▶ [Action item]
Repeat the following data exactly, omitting pictures.

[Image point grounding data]

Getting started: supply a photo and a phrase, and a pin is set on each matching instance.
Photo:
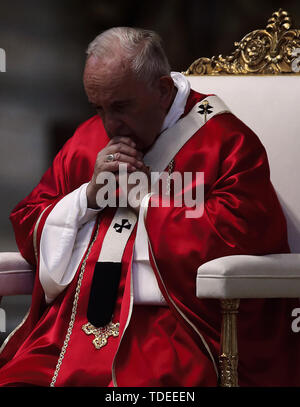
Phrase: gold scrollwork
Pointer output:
(265, 51)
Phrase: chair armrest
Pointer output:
(16, 275)
(242, 276)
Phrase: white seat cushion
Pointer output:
(242, 276)
(16, 275)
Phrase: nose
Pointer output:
(112, 124)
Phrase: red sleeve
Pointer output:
(72, 167)
(241, 215)
(41, 200)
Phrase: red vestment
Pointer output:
(161, 346)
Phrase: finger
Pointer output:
(124, 158)
(125, 149)
(122, 139)
(113, 166)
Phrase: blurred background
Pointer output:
(42, 99)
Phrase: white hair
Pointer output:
(142, 48)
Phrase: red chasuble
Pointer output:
(176, 345)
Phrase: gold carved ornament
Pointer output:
(261, 52)
(269, 51)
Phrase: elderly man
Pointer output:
(114, 300)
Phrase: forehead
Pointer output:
(110, 79)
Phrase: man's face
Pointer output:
(127, 106)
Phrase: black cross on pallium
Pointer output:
(205, 108)
(125, 224)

▶ [Result for this task]
Getting started: supply a photo and a phrase, and a pin is set on each matching instance.
Photo:
Phrase: gold scrollwork
Pointer output:
(265, 51)
Phrase: chair armrest
Pointer output:
(16, 275)
(242, 276)
Phrase: white seat cushion
Pointer output:
(242, 276)
(16, 275)
Phrase: nose
Pointer output:
(112, 124)
Phrase: red sleeve
Pointer output:
(72, 167)
(241, 215)
(41, 200)
Phrase: red vestment
Pointer output:
(161, 346)
Phrase: finger
Pointer output:
(124, 158)
(125, 149)
(122, 139)
(113, 166)
Phrase: blurred background
Pointer output:
(42, 99)
Phrase: white hair
Pointer output:
(142, 48)
Phrase: red chasuble
Pointer output:
(176, 345)
Phrase: gold carved ornament
Pointer output:
(261, 52)
(269, 51)
Phrase: elderly man
Pointer output:
(114, 300)
Phrase: forehead
Pointer output:
(110, 79)
Phrase: man's face
Pointer output:
(127, 106)
Phrase: black cross on pallium
Pointer output:
(205, 108)
(125, 224)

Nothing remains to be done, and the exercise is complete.